Background: This workshop offers a unique opportunity to trace the long-term, at times stormy, course of a series of treatments initiated when the patient was 13 years old, the last episode ending when she was 38. The challenges were many, as were, at least in her view, the mistakes. Now without a single symptom of illness, and after earning her doctorate in psychology, she offers a perspective on her experience. A well-known clinician/scientist who has followed her care, offers his.
Objectives: 1) Following this workshop, participants will know how to define recovery in anorexia nervosa. 2) Following this workshop, participants will better understand treatment related impediments to beneficial outcome in therapy. 3) Following this workshop, participants will better understand subtleties in the management of treatment of anorexia nervosa and important elements in the psychotherapeutic relationship.
Recovery from anorexia nervosa (AN) follows an unpredictable path. Rarely does it come quick; there is no single trajectory, no infallible indicators of how a treatment will play out. Opinions about the recovery process vary, depending on whose perspective is being sought. The patient—the former patient—sees it one way, but there is no guarantee that the opinion of others, therapist, partners, loved ones will concur.

**BRIEF 1:** According to the workshop description, how old was the patient when her series of treatments began?
**BRIEF 2:** Extend the workshop description on recovery from anorexia nervosa, beginning after its last sentence.

Segmentation mask data
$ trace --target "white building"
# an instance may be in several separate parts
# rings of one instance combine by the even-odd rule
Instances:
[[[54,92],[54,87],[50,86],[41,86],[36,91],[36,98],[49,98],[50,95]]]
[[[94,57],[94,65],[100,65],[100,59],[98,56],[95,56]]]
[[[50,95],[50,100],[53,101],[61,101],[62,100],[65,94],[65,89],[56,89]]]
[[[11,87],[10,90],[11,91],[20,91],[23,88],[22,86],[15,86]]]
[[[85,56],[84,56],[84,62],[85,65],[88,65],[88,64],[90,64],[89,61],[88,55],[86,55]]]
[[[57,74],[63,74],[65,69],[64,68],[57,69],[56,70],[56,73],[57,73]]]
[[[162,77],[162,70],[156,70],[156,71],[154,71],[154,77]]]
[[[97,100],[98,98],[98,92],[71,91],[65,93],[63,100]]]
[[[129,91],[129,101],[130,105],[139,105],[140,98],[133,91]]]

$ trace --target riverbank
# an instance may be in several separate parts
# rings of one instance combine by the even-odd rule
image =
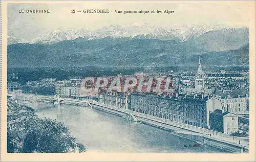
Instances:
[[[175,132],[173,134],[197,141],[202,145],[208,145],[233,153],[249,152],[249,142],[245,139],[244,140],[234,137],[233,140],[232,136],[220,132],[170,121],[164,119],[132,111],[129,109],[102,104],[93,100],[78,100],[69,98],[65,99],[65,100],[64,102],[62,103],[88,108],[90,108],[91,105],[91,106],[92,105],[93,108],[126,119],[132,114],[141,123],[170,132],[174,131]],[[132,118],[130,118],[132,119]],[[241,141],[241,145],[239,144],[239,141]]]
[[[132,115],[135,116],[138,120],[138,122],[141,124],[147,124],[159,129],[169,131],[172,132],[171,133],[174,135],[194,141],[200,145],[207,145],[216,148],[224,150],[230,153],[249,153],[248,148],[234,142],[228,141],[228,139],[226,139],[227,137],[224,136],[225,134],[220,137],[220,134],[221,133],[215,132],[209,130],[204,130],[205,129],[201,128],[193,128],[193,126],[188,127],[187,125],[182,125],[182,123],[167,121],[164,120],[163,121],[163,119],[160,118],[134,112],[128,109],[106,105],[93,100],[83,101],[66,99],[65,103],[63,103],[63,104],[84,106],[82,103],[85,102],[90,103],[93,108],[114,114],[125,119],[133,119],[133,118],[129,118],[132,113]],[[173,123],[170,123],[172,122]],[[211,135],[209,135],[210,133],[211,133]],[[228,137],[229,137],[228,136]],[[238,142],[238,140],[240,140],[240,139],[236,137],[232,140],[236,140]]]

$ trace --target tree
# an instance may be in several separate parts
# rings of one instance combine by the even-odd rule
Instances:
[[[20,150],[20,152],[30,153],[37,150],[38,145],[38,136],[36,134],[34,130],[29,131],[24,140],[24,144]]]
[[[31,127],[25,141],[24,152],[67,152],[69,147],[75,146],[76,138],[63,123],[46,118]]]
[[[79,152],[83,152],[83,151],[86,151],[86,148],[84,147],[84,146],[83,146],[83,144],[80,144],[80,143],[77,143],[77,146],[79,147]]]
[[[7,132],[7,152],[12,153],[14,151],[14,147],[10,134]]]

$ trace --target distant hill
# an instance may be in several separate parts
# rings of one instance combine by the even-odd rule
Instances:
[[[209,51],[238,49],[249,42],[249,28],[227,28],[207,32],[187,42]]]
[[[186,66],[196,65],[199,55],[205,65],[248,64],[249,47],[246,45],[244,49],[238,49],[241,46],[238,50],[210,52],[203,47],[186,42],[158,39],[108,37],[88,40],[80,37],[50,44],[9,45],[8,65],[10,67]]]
...
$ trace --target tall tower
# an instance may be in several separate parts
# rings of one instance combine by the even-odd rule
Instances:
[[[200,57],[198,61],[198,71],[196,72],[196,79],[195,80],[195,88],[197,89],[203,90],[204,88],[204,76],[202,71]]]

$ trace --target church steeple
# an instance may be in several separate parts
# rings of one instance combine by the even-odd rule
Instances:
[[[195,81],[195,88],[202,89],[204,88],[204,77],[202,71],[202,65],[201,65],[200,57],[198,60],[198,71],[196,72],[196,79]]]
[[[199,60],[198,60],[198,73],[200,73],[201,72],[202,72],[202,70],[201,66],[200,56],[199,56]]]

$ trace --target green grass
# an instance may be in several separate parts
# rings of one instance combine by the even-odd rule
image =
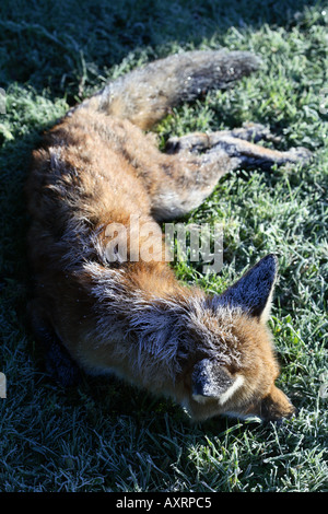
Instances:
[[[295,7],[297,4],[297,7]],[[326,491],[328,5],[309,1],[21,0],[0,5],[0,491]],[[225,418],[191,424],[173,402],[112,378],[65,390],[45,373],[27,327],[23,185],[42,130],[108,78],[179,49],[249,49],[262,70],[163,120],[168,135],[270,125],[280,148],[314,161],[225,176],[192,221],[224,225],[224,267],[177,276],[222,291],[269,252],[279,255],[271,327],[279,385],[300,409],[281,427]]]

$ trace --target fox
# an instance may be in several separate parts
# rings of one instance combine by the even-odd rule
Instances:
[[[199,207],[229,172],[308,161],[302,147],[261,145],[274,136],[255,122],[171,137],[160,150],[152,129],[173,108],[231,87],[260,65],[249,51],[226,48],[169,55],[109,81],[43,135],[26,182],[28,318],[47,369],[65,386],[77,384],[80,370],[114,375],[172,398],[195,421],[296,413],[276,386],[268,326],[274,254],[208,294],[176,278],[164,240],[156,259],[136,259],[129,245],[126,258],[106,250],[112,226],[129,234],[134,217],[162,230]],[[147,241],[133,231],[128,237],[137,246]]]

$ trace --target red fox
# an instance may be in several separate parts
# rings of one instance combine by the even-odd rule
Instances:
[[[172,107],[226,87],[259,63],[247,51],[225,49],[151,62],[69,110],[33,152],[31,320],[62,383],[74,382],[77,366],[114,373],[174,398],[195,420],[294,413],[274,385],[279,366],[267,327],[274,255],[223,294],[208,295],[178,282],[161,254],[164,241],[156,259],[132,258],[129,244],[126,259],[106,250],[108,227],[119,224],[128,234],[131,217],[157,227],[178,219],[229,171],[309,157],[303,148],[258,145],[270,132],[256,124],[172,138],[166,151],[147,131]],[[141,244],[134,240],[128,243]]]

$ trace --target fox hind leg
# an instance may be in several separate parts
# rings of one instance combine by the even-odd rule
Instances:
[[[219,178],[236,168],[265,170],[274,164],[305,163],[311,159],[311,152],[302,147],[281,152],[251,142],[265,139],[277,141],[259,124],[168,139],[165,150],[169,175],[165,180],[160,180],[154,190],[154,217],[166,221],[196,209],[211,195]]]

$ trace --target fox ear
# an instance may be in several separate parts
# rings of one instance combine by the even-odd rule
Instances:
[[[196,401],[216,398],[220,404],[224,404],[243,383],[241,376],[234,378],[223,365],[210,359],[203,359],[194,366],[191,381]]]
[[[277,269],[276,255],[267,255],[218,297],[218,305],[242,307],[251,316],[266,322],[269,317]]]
--
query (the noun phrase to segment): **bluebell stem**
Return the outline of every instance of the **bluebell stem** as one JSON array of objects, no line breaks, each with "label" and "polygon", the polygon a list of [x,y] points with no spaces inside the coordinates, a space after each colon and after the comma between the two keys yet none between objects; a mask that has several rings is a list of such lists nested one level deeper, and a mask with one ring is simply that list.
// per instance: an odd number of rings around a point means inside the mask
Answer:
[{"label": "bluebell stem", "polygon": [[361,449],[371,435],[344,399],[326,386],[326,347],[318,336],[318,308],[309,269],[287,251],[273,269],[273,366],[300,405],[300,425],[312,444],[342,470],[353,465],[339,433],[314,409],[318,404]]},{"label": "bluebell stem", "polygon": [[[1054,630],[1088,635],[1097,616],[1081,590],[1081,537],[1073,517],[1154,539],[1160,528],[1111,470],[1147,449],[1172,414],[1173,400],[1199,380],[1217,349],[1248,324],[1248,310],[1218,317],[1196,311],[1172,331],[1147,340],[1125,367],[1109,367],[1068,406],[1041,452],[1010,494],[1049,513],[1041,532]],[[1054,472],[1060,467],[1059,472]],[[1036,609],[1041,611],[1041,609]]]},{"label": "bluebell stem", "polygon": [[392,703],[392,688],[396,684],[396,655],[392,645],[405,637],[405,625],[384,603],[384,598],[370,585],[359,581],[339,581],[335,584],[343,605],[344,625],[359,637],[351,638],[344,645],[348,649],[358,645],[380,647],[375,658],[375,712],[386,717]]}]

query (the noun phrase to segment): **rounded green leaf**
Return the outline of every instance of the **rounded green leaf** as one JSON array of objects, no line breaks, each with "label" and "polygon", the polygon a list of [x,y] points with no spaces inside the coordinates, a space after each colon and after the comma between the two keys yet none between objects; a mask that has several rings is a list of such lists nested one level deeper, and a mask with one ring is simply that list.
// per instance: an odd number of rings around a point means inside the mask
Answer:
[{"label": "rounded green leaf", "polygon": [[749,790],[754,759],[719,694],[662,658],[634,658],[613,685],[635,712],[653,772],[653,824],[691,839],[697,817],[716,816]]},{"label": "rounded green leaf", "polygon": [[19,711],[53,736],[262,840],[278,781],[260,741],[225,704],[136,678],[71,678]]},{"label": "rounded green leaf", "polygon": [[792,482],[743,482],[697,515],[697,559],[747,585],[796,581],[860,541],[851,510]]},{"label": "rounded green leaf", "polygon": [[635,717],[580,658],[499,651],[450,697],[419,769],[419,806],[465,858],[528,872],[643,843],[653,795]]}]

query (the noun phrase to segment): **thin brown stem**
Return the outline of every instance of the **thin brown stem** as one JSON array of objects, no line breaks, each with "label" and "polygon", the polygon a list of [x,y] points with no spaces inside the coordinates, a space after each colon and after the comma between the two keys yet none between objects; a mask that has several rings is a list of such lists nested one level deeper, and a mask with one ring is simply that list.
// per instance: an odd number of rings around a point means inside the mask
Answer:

**ANSWER SPACE 1:** She was 13 years old.

**ANSWER SPACE 2:**
This workshop addresses the question in a unique fashion: A former patient, a doctoral level psychologist, will share her account of a treatment that unfolded over 25 years; a well-known authority—he has investigated and treated eating disorders for more than four decades, who has observed the care she received from a distance, will offer his point of view as Discussant.
Several points will be discussed. Importantly, the former patient will consider (1) how each of the treatment experiences varied in philosophy and the specifics of the management approach; (2) how the various treatments were directed and integrated across the multi-disciplinary staff; (3) how her protests and resistances—and there were many—were addressed, with what explanations; (4) whether withholding information about weight change (although her treatment experiences were not consistent in this regard) was beneficial in any way to the ultimate recovery, and did her point of view change over time; and finally (5), looking back, what aspects of this treatment are now recalled as influential, elements seen in a positive light, elements perceived as detrimental.
The Discussant will offer a perspective taking into consideration what is known about AN, and how this knowledge can, and should, guide the treatment process.
B. Differences in treatment philosopy and methods, and the conflicts that these differences created for the patient as they encountered her resistance.
C. Differences in how the family was involved in each treatment setting.
D. Ultimately, what did the patient perceive as crucial to her ultimate recovery.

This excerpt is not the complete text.